▸ **Excerpted text**:
★ ★ ★

Real Estate: Short Sale

February 21, 2008 10:15:55 AM PST
As the national mortgage crisis threatens millions of Americans, more people than ever are choosing to short-sale their homes rather than face foreclosure. A short sale occurs when a lender agrees to allow a homeowner to sell the home for less than the mortgage owed on it. The lender either absorbs the difference or requires a borrower to pay it back in a lump sum judgment or payment plan. This allows homeowners to walk away from their houses without going into foreclosure and seriously damaging their credit.

Michael Golden of the Chicago Association of Realtors answers the most frequently asked questions on how the Short Sale process really works.

1) What is a Short Sale?
When a property is sold for less than is owed by the mortgage or mortgages. Can only happen when a bank approves those transactions, which means you add a third party to the contract: buyer, seller, bank. Most SS revolve around properties where there is more than one mortgage, first and second, and most of those sales are when someone used both when they bought the house. 80-10-10 loan: 80% from first lender, 10% from second, 10$ from buyer. Most of the time, short sales are with more than one mortgage. Not enough equity in them.

2) How does it work?

  • Prove inability to make payments The first thing you need to do is prove to the lender that you can't make payments at the adjustable level. That will require some filing of paper work, some documentation showing that your income has gone down.
  • Find a willing buyer The second thing is to find a buyer who is willing to buy the home at a discount rate. To do that you have to get a knowledgeable real estate agent or attorney involved, maybe someone who specializes in short sales. That's important because pricing is incredibly important in the search to find the right buyer.
  • Get lender to approve sale Lastly, you need to get the lender to approve the sale once you do find a buyer. That's why it's important to work with the lender as much as possible. That's going to make it that much easier for you in the long run.
  • If you can't complete a short sale If the homeowner isn't able to complete a short sale, the next option is either foreclosure or handing over the deed to the bank in lieu of foreclosure. Those options are worse for your credit than a short sale - that's why it's so important to get the pricing right

    3) Who qualifies for a short sale? Will a lender entertain a short sale if a homeowner isn't in foreclosure?

★ ★ ★

▸ **Dataset content**:
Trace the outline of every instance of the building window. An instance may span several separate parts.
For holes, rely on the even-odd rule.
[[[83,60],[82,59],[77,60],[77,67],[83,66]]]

★ ★ ★

▸ **Requirements**:
[1] Decide whether each statement agrees with the short sale article: (a) A short sale can take place only with the bank's approval. (b) Handing the deed to the bank in lieu of foreclosure does less harm to credit than a short sale. (c) A homeowner seeking a short sale must provide documentation of reduced income. Answer yes or no for each and quote the article's deciding words.
[2] Go on with the short sale article, picking up after its last heading.

▸ **Results in order**:
[1]
(a) Yes: "Can only happen when a bank approves those transactions"
(b) No: "Those options are worse for your credit than a short sale"
(c) Yes: "some documentation showing that your income has gone down"

[2]
    Yes. I think they actually prefer that, once the foreclosure process starts, it's going to be much more difficult to have a successful SS.

    4) What is the time frame for a short sale approval?
    It's all over the place, for a buyer may be at the closing with no signed contract. At least not signed by everybody, can go right to the closing without it signed. Buyer can end up going to the closing and not have the closing take place because the bank can decide. There's a new field that's going to be in MLSNI so that you can check off "short sale" and it will automatically put in the remarks that say that it is a short sale, and that the contract and the cooperative commission are subject to approval by third party. If you go to the closing, first place lender will look is agent, and we don't have lien rights, as an agent you could do a closing and discover that you're not getting paid.

    5) What are the benefits/risks to the homeowner to do a short sale?
    It gets them out of a mortgage that they can't afford, keeps the house from going into foreclosure, more difficult when you have a foreclosure on your credit. Benefit to the lender would be that they get some money, maybe not all, but some and also generally speaking if a house goes into foreclosure, person on mortgage gives up, condition of home suffers.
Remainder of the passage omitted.